DATA EXTRACTS START
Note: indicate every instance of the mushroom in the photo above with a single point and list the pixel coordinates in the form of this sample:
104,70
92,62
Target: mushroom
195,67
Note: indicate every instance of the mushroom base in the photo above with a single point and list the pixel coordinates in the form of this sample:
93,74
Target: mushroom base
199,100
DATA EXTRACTS END
DATA EXTRACTS START
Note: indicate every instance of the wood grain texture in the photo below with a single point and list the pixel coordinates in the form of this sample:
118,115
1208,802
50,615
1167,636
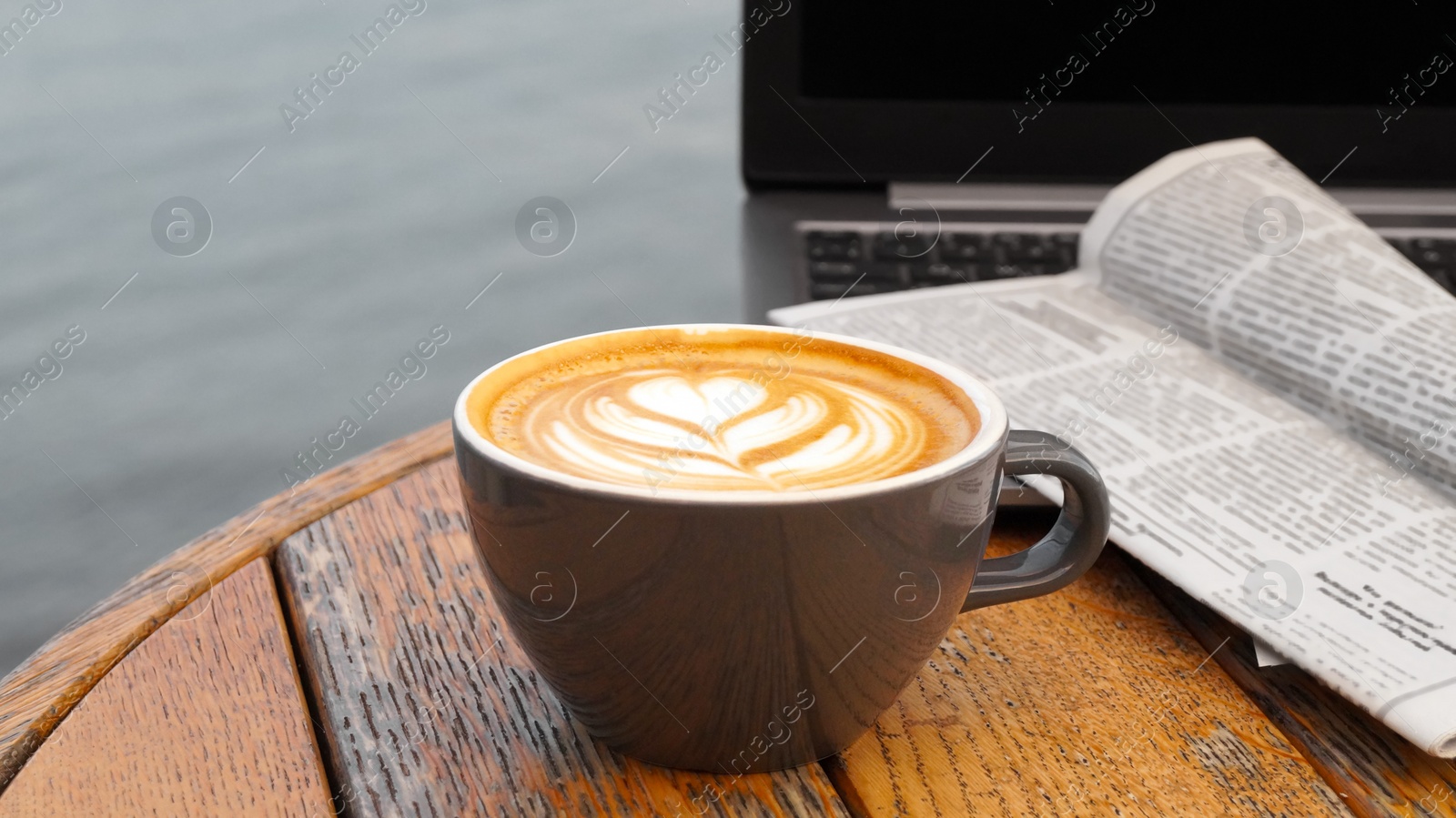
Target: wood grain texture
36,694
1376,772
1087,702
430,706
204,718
DATA EXTRACTS END
DATA EXTRACTS START
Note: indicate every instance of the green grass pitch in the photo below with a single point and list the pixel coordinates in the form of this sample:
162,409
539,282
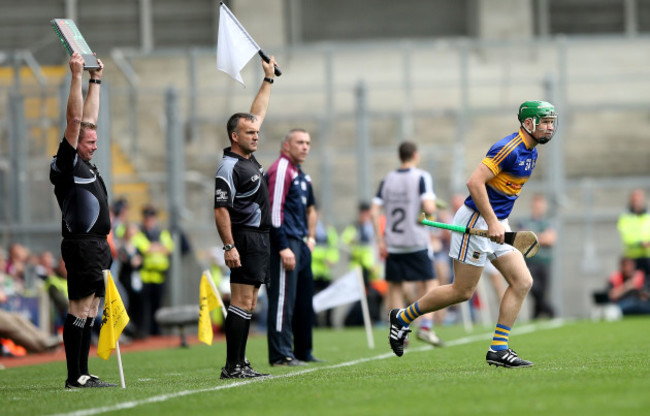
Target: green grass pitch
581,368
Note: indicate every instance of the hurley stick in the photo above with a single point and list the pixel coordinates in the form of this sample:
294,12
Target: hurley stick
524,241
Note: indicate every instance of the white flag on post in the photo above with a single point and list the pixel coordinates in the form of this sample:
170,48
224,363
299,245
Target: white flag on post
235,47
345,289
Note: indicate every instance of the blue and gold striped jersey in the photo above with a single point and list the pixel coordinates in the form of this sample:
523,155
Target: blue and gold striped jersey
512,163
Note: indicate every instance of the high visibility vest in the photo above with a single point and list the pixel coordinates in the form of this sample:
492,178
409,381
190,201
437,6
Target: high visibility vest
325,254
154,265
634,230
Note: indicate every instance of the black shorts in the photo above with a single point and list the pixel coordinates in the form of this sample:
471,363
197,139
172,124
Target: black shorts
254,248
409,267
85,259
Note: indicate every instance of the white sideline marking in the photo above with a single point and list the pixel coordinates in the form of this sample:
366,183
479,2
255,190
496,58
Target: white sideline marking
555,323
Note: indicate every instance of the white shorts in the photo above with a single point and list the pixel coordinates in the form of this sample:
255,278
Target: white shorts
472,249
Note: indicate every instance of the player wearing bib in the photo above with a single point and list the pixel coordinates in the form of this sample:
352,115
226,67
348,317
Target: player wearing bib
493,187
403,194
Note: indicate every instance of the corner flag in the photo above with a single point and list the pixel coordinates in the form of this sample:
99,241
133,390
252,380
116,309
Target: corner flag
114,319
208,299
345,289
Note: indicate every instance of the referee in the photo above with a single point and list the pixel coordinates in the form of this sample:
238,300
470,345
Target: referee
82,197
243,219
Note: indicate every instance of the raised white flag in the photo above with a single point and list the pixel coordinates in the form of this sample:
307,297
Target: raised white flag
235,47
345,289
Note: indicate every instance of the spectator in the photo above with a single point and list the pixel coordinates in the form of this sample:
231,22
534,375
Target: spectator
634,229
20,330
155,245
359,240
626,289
DATA EXTRACTS END
■ WHAT TO DO:
Scan the entries above, and wherever a line holds the string "below", copy it.

■ RESPONSE AREA:
Note: indicate every instance of the wood grain texture in the photo below with a single point and list the pixel coordinates in the form of this sample:
Note: indicate every instance of the green grass pitch in the photo below with a single point and list the pixel coordinates in the form of this sample:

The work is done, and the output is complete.